• Labeled-object pointing entries
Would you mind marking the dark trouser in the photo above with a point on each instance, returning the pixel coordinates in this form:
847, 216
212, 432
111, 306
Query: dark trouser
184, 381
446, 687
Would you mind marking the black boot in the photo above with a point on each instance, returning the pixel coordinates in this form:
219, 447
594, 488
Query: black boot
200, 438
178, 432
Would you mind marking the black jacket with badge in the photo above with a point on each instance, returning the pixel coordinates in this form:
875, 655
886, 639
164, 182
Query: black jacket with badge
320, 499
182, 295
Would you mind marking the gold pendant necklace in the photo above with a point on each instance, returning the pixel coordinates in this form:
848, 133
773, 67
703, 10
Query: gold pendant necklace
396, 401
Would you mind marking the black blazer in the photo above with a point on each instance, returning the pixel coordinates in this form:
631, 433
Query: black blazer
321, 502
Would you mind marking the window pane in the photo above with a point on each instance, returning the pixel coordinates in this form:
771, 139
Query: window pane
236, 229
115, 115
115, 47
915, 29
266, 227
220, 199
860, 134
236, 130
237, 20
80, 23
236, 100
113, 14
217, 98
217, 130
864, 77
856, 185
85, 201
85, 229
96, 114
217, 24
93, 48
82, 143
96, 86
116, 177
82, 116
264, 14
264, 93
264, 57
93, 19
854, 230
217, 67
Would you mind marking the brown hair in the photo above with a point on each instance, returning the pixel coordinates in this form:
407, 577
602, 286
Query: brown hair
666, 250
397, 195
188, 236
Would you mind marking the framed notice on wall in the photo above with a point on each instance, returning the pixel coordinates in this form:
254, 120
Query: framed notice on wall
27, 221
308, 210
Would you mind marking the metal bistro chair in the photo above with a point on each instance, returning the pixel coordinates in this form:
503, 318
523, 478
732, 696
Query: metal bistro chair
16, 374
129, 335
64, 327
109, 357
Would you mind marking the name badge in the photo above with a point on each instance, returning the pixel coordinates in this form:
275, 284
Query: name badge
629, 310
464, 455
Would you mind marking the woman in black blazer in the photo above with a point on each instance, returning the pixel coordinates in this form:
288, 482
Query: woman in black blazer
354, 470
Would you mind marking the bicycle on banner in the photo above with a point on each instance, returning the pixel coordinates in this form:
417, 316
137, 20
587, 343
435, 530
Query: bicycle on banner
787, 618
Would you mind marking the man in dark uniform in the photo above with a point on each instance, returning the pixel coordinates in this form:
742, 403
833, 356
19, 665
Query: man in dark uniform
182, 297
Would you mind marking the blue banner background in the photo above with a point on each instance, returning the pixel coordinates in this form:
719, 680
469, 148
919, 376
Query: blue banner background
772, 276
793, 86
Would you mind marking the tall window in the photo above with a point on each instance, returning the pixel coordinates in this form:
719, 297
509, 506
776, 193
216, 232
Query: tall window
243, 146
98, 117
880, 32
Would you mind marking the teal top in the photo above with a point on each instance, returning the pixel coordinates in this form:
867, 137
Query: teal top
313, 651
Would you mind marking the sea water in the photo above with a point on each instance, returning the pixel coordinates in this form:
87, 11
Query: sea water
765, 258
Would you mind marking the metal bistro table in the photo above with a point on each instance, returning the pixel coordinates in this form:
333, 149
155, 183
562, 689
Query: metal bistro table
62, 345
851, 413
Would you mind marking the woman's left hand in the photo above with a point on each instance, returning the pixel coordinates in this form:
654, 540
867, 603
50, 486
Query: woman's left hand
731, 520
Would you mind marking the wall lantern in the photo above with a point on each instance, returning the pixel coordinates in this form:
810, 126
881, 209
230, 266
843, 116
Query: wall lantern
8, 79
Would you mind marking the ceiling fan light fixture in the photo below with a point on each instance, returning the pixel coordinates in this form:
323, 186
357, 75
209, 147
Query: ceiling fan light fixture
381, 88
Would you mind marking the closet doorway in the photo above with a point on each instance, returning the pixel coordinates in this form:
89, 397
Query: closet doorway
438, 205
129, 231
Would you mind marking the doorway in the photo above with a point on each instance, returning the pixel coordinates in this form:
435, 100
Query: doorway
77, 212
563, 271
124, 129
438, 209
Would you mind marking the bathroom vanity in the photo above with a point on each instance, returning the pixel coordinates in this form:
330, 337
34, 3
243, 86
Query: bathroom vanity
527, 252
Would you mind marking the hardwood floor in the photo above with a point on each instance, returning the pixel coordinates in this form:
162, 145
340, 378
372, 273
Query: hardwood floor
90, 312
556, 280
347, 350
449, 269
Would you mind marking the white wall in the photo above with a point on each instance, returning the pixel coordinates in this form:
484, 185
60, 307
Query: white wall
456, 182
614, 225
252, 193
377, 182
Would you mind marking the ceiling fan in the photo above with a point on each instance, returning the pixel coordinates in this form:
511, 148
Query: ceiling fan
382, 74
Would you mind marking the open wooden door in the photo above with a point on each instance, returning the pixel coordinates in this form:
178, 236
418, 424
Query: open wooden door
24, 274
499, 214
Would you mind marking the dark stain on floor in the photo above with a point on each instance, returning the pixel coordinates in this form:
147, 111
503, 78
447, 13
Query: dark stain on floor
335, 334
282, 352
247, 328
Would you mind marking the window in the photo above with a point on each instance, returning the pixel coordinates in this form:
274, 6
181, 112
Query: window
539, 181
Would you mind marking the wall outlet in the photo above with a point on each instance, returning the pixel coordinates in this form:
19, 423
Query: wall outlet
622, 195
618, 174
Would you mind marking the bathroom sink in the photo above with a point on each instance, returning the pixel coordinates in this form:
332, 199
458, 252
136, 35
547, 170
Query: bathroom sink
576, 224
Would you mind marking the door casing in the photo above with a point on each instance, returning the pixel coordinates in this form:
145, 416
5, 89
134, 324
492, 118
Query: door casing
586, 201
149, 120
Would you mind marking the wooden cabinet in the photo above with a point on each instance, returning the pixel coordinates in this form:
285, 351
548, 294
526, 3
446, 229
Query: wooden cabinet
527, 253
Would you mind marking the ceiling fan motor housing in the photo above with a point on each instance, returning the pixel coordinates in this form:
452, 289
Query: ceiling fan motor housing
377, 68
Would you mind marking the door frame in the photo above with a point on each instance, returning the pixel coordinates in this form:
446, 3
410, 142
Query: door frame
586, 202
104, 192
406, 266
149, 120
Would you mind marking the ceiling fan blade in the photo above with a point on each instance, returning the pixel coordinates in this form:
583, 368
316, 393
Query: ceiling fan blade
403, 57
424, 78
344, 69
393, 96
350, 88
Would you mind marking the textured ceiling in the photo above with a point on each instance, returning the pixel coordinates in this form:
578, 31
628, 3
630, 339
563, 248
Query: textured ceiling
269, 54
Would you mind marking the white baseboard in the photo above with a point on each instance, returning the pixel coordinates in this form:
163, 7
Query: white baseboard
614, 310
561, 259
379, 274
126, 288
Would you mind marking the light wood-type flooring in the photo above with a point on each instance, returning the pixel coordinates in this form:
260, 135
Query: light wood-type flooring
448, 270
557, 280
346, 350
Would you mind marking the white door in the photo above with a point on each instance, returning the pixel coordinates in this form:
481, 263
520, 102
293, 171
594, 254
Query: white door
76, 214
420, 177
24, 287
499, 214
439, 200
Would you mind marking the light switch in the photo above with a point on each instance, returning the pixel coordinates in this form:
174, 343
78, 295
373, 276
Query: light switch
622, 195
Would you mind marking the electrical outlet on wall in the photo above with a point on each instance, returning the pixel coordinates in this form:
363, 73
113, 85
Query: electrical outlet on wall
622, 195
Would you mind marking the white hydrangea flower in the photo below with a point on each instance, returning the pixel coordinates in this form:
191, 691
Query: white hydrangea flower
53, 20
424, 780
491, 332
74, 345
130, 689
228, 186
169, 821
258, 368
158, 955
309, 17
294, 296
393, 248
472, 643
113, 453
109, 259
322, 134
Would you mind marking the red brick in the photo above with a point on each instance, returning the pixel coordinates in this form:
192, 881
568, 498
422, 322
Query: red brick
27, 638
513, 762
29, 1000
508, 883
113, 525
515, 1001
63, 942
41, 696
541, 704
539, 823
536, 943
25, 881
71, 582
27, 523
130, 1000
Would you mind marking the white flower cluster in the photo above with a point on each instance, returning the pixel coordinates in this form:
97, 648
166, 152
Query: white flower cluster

• WORK TO DO
All lines from the one containing "Would you mind marking the white hydrangea" through the end of the records, both ends included, are to be quoted exactly; please add nothing else.

• TASK RESULT
Would you mind marking the white hydrangea flower in the photo below with a point on each instance, returning the pixel coordinates in this form:
191, 691
Query: white hydrangea flower
53, 20
424, 780
491, 332
74, 345
130, 689
228, 186
169, 821
258, 368
158, 955
309, 17
294, 296
393, 248
472, 643
113, 453
109, 259
322, 134
Would you mind marking the red brick in the photo above with a point on each instance, returning the pixel coordinates in this form:
192, 881
568, 498
422, 322
Query: red brick
27, 638
513, 762
29, 1000
508, 883
113, 525
515, 1001
63, 942
41, 696
541, 704
539, 823
536, 943
25, 881
71, 582
27, 523
130, 1000
Would you mind marking the white flower cluster in the photo above with a point on each instance, returning the pixel coordinates in this form:
97, 648
166, 152
Query: white flower cluster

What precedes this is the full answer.